Dataset excerpts
*** Block opens ***
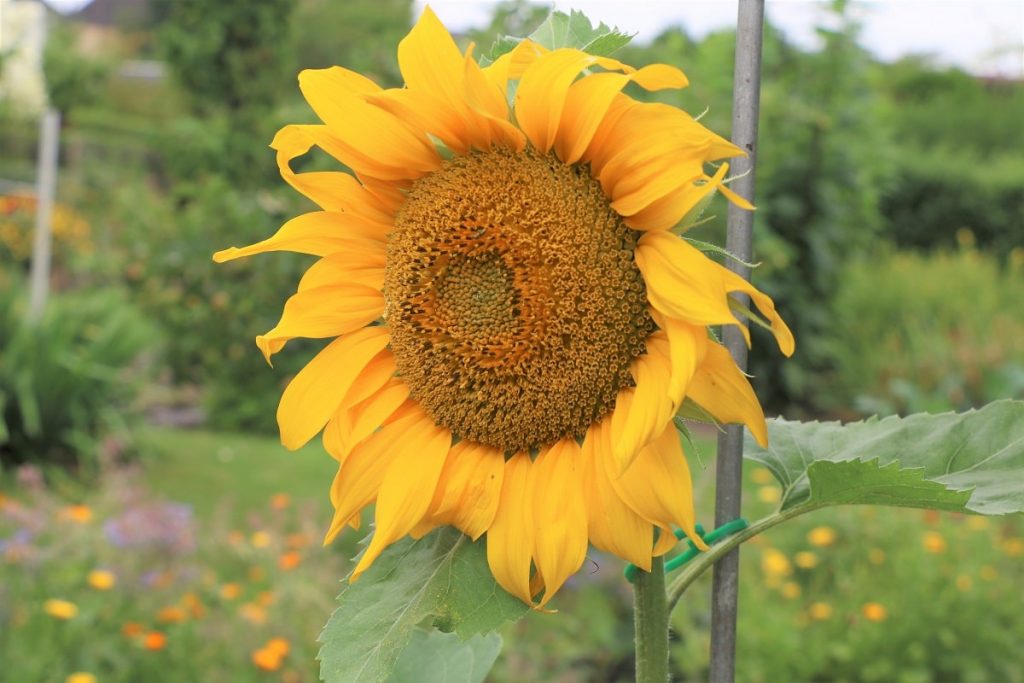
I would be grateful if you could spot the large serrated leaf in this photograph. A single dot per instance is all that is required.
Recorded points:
(433, 656)
(574, 30)
(441, 580)
(971, 462)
*** Block closes ***
> Task directions: Repeat each entry exactly. Pictures do not belong in the copy.

> Solved problem:
I would be grateful if you could spot the large serrated leaf in this photograph. A single dot per instance is all that is required.
Recorded points:
(433, 656)
(574, 30)
(441, 580)
(971, 462)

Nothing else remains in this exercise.